SUPPLIED INFORMATION:
* * * * * * *
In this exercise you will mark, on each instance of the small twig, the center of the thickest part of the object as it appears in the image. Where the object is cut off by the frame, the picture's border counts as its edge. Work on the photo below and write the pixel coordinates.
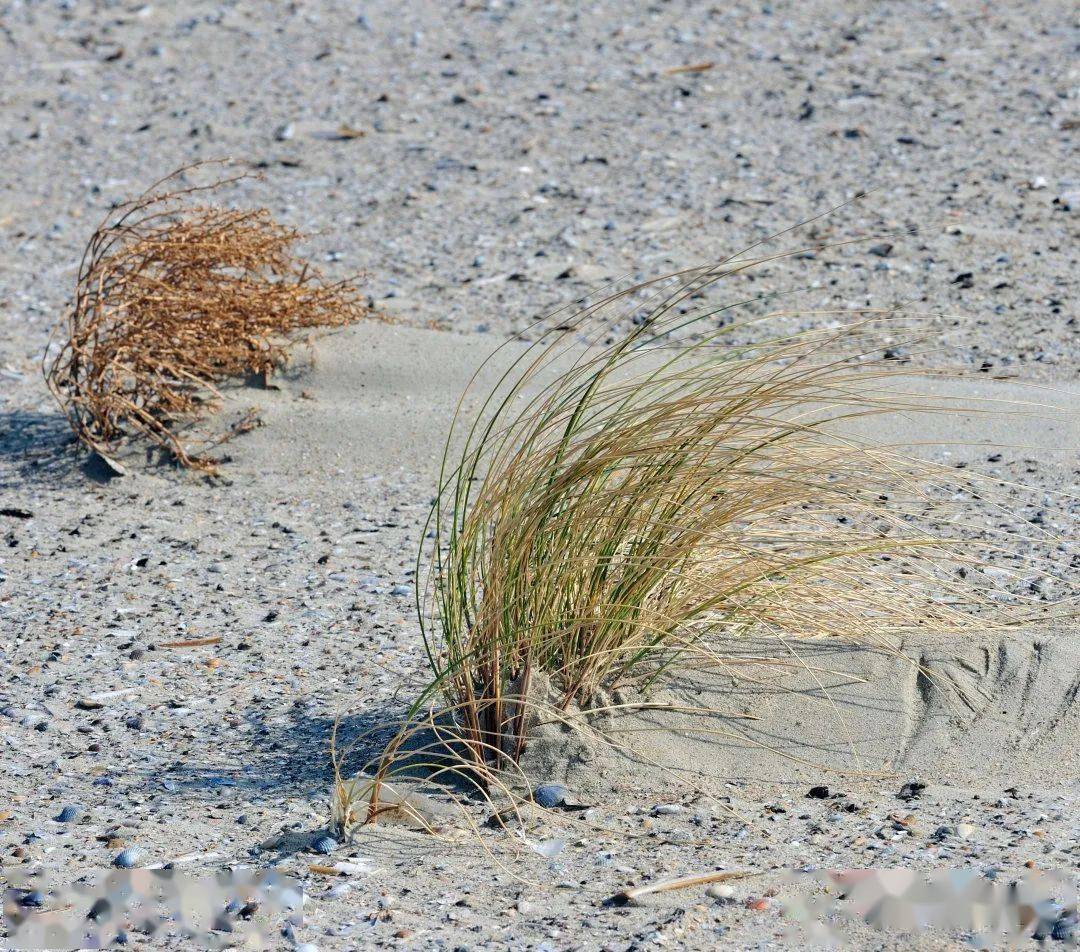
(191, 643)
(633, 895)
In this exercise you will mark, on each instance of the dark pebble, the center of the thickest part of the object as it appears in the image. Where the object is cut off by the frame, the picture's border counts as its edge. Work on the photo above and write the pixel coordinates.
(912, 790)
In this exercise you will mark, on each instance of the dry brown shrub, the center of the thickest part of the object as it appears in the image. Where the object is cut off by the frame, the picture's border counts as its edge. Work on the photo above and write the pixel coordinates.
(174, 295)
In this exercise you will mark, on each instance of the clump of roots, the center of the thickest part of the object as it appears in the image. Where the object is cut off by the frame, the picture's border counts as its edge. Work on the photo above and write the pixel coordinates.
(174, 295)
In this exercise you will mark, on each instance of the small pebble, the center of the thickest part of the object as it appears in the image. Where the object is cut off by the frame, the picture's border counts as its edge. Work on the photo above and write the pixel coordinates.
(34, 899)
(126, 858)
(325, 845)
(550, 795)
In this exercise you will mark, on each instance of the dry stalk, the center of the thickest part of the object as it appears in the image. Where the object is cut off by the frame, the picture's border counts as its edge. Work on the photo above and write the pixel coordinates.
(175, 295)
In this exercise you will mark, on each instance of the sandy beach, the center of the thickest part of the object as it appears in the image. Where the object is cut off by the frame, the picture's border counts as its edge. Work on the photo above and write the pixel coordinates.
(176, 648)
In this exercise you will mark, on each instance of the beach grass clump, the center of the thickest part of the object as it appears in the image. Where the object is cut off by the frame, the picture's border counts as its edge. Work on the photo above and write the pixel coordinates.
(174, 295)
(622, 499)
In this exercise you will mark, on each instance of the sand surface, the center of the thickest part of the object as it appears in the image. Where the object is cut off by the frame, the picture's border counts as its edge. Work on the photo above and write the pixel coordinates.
* * * * * * *
EXERCISE REQUIREMENTS:
Reproduce the data word for word; no pictures.

TASK SOLUTION:
In this exercise you will mark, on each instance of the small twig, the center of the thickest part of the object as it appears in the image. Where the object is cut off by the frame, the picture's border counts as its edge. Work on the photo below and write the pixel coordinates.
(191, 643)
(633, 895)
In this exercise you will mark, on each instance of the dark pebble, the center of the thickest part of the object as it appears in the image. Where the object is cut off by the frame, the picture's border counts as its edge. Work on the photo above and write the pixel coordinates.
(912, 790)
In this exercise you will mark, on each instance of the dry brown shrub, the center of the thickest part of the object as it appears in the image. Where the object is cut off by the frame, the picture's border counts as its edge. Work on the photo above and write the pixel coordinates.
(174, 295)
In this exercise you will mark, on each instance of the clump of roots, the center of the thickest part of the object as it appears in the image. Where the object is cut off by the frame, the picture's border counts as its edge. Work on the photo above and write the pixel coordinates.
(174, 295)
In this exercise you will mark, on each instance of the small pebble, the center of the thickest part of the object as it appears in the image. Where the object is cut off by the frame, the picture's border counts as its edge. Work on the photo above and write the pixel coordinates.
(34, 899)
(126, 858)
(325, 845)
(550, 795)
In this exercise you will mark, on each instance of the dry stalk, the center of the thickest part of the object as it appears in the image. Where the object is cut off by the frame, the picture's border counts as its edge. Work on the photo above and write the pixel coordinates.
(175, 295)
In this exercise you will mark, on each instance of the sandy beach, the center of the thickest part of the object as it appears in the image. Where the object is cut off by the frame, the picture's border counts as its edge. Work on the photo above and write the pixel coordinates.
(176, 648)
In this exercise you will mark, on each instance of the beach grass clump, the center of the thickest part of the object as it appears in the image. Where the object is cut off by the frame, the picture's border counts as its edge. Work on the photo above and write the pixel coordinates.
(174, 295)
(622, 499)
In this exercise you will mark, on each instance of the sand surface, the center of the thickest part of the object as it appears in the image. Where the object is cut off by the frame, the picture's border counts as its edge. Work on the photo above and write the pixel coordinates.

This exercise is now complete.